• **Supplied text**:

+ + +

I had to smile upon reading this bit of misdirection. Real estate agents have been known to exaggerate the favorable views of property they’re advertising. (NOTE: I am not saying this is the case here, only that such exaggerations are well known, so statements like this one need to be independently verified).
Would a “carefully reported, written, and edited” story rely on that statement alone, when it could have proven the matter beyond all doubt with a photo of the view?
Indeed, that most convincing piece of evidence, a photo of the view, is absent from the NYT story or Baquet’s letter. Even a cell phone photo snapped by Lichtblau when he was supposedly on the Shadowridge golf course would be evidence.
UPDATE: The U-T’s Ricky Young points out in the comments that according to Issa’s letter “the real estate listing is based on a driving range that used to be visible from the building but has since been closed down. The listing is an outdated reference, apparently.”
Issa’s bold statement that Lichtblau may not have been on the scene at all is looking more tenable to me. There is nothing in his story that couldn’t have been gleaned from elsewhere. His descriptions are inaccurate and implausible to anyone who’s been in the area.

+ + +

(Point localization data)
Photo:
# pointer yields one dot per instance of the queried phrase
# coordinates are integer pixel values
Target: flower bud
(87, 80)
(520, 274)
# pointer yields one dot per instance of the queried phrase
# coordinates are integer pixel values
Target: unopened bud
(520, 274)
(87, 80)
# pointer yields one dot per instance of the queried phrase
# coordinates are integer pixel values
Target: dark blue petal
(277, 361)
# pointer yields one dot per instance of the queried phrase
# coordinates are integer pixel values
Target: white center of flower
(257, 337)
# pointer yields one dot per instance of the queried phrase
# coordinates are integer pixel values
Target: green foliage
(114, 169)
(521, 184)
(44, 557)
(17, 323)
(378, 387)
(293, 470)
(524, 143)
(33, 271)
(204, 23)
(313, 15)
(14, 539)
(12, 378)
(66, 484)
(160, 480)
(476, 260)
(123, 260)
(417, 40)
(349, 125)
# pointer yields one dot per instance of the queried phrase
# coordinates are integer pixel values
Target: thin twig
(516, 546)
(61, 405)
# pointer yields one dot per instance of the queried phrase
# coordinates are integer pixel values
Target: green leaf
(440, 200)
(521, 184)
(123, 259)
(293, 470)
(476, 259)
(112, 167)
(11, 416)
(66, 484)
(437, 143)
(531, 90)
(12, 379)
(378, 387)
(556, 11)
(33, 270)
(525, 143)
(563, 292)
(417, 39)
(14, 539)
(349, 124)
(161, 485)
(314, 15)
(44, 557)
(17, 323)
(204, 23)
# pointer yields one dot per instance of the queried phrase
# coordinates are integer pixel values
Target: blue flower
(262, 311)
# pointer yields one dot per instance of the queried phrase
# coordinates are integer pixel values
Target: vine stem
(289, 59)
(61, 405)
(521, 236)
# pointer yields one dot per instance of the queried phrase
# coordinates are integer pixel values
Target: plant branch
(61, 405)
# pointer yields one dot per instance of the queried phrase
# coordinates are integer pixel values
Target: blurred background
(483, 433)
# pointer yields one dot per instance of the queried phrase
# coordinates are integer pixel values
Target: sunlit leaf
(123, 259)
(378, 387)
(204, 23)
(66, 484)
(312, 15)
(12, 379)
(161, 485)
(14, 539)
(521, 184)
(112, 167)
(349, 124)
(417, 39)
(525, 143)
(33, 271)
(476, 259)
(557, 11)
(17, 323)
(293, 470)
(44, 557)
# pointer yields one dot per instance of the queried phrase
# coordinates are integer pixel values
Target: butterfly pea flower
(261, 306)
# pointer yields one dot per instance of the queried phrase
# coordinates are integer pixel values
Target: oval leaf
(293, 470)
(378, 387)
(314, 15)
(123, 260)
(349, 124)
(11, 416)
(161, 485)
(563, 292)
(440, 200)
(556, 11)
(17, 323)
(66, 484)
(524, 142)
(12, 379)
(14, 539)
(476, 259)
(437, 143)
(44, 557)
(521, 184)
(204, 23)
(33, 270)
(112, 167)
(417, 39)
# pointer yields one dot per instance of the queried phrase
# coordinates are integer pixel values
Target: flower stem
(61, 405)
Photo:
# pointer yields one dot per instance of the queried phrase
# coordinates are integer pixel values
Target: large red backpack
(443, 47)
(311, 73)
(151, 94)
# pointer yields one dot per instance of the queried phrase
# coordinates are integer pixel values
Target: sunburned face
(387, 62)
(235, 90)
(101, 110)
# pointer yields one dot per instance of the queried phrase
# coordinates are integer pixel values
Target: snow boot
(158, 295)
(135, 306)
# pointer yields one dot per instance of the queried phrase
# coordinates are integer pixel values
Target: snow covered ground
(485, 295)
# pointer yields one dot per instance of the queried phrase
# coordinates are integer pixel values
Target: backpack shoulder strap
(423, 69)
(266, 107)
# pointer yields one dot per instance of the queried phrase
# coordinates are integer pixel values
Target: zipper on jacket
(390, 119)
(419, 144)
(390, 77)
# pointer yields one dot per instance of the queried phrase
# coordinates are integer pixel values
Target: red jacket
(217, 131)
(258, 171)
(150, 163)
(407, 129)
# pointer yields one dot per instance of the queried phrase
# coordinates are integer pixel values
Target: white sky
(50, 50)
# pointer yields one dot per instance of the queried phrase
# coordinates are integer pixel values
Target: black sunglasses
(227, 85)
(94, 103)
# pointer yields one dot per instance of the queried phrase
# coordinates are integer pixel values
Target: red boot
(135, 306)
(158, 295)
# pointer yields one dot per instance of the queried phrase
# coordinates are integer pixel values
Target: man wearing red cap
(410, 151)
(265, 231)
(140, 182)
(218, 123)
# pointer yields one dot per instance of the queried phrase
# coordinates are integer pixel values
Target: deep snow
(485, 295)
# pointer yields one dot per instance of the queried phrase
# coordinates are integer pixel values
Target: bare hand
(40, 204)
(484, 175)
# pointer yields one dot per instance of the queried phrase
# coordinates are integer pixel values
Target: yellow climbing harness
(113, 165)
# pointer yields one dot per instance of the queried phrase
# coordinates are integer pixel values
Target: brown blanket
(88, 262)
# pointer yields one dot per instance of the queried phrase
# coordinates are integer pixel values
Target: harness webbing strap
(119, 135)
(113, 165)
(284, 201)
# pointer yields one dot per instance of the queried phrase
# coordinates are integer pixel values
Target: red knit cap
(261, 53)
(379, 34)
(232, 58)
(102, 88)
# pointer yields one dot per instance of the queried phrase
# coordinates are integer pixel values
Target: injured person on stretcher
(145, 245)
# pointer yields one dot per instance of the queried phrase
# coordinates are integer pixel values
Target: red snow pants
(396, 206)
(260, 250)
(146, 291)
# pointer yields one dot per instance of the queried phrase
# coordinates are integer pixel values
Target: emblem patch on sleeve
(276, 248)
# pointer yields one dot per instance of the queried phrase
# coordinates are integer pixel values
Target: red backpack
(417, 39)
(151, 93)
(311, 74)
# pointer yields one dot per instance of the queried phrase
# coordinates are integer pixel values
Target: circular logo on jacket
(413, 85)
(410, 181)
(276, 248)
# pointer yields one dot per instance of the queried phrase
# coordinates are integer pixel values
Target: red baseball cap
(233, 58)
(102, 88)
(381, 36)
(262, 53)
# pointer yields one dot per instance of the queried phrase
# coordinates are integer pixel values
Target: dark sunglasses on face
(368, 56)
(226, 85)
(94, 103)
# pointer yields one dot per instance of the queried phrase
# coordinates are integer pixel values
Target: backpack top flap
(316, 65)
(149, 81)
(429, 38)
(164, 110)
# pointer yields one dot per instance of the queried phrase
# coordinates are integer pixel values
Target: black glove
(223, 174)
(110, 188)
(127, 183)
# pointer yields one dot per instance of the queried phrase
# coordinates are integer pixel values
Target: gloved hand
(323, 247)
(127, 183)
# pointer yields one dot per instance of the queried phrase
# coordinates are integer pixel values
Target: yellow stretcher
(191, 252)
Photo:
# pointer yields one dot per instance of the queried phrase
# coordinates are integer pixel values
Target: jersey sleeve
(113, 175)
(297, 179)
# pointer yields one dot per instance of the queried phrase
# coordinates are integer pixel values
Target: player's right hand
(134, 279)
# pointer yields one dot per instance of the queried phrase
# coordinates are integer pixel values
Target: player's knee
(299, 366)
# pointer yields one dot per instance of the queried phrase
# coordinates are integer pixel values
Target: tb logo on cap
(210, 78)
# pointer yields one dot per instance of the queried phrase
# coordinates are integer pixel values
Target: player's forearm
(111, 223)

+ + +

• **Task instructions**:
• 1. Decide whether each statement agrees with the excerpt on the NYT story, answering yes or no and quoting the deciding words. (a) The writer asserts that this particular listing exaggerated the view. (b) A photo of the view appears in Baquet's letter. (c) Issa's letter says the driving range has been closed down.
• 2. Recast the paragraph of the excerpt on the NYT story that begins "Issa’s bold statement" as a brief bulleted list that keeps its main facts.

• **Answers by item**:
• 1.
(a) No: "I am not saying this is the case here, only that such exaggerations are well known"
(b) No: "is absent from the NYT story or Baquet’s letter"
(c) Yes: "a driving range that used to be visible from the building but has since been closed down"

• 2.
- To the writer, Issa's claim that Lichtblau may never have been on the scene now seems more tenable.
- Nothing in Lichtblau's story could not have been gathered from other sources.
- His descriptions look inaccurate and implausible to anyone who has been in the area.